Фельдмаршал Радецкий когда-то сказал своему бежавшему из столицы императору гордые слова: Австрия, государь – в вашем военном стане! Так точно и для Виленского вся его "родина" заключалась в пестрой массе евреев, рассеянных повсюду, под всевозможными градусами широты и долготы, среди различных государственных форм, социальных укладов, под различным небом и среди различной природы. Наша русская любовь к {84} родине расплывалась на всю сложность и многообразие нашей отчизны, вплоть до шири ее степей, спелого золота нив, "широкого раздолья" нашей "матушки Волги"; его любовь к родине сосредоточенно упиралась в персональное, в определенный людской тип, своею речью, одеждой, даже манерой стричь волосы, резко отличавшийся от других. Здесь с моей стороны была исторически-выработавшаяся раскидистость, стремление к широкому охвату; там, на другой стороне – настороженность, подозрительность, ревнивая самоохрана, боязнь полинять, утратить самобытность и оригинальность. Во мне как будто говорила психология старого русского вольного "землепроходца", колонизировавшего без устали новые земли, полагавшего начала новым смешанным рассовым группам, чувствовавшего тягу к культурным сближениям; в нем психика несправедливо гонимого пария, под ударами судьбы закалившего свою одинокую гордость, хранящего свято повсюду – как залог нерасторжимого единства – единое историческое наследство своих семейных, национально бытовых и даже религиозных традиций.

» **ИСХОДНЫЕ ДАННЫЕ**:
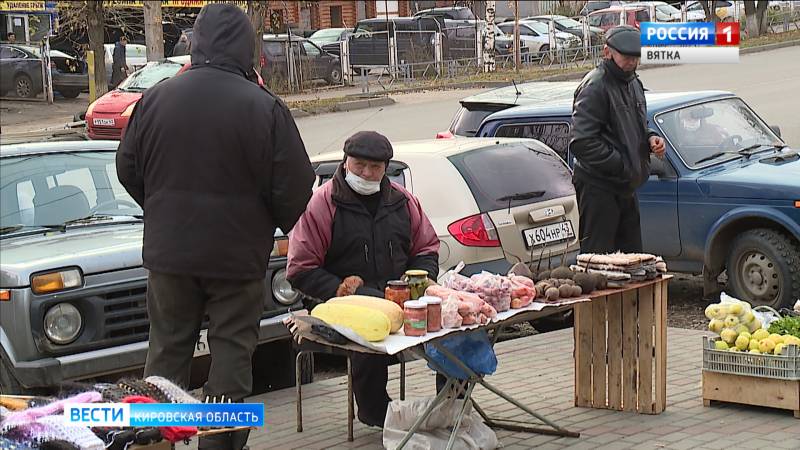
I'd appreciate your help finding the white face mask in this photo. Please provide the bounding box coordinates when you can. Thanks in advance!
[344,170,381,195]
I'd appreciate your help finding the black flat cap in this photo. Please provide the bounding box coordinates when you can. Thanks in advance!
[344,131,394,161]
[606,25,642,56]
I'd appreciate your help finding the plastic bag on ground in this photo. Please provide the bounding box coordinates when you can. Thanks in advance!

---

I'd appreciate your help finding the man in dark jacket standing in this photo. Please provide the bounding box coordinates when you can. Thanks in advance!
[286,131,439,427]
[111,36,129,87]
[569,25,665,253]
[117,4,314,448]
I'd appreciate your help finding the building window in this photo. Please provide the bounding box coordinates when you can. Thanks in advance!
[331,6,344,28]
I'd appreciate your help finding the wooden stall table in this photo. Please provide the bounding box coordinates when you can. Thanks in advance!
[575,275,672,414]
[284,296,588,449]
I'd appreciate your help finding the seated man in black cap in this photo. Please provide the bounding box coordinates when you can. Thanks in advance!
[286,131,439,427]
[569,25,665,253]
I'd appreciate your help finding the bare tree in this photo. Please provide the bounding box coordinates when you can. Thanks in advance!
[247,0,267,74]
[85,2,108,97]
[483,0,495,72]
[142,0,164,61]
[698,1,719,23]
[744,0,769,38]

» **ЗАДАЧИ ДЛЯ РЕШЕНИЯ**:
1) Перечислите все признаки, которыми, согласно тексту о Виленском, определенный людской тип резко отличался от других.
2) Продолжите, пожалуйста, текст о Виленском после его последнего предложения.

» **ОТВЕТЫ ПО ЗАДАНИЯМ**:
1) Речь, одежда, манера стричь волосы.

2)
Была и еще разница в типе его и моей "любви к родине". Более сосредоточенный на персонально-этническом моменте патриотизм Виленского за то равномернее распределялся между разными элементами этого этнического. Даже сивобородые раввины, с их интеллектуальным деспотизмом, давившем молодые умы, не были в глазах светского еретика Виленского только врагами самыми близкими, а потому самыми опасными врагами. Исторически они были для него столпами еврейской крепости духа и моральной устойчивости под ударами и пинками мачехи-истории. Пусть теперь эти столпы подгнили {85} и устарели, пусть их надо сменить, пусть светская еврейская интеллигенция призвана заместить их. При всей борьбе, которой требует эта историческая смена, остается общность миссии еврейской интеллигенции и раввинства, – под шелухой преходящей борьбы нынешнего дня – глубокое моральное единство в предназначении. У нас, напротив, подобной историчности, насквозь проникающей сознание, не было. Наше духовенство и мы сами в нашем сознании были как бы жителями разных планет или различными рассами, от младых ногтей призванными ненавидеть друг друга. Любовь к родине была исключительнее. Наше национальное чувство облюбовывало в России один элемент – трудовую народную стихию – от которой надо было отшелушить или даже отсечь облепившие ее социальные наросты. Духовенство, дворянство, купечество, военщина, чиновничество – все это, как короста, как чужеядные растения, отталкивались нашим сознанием, не входили в состав "родины" ...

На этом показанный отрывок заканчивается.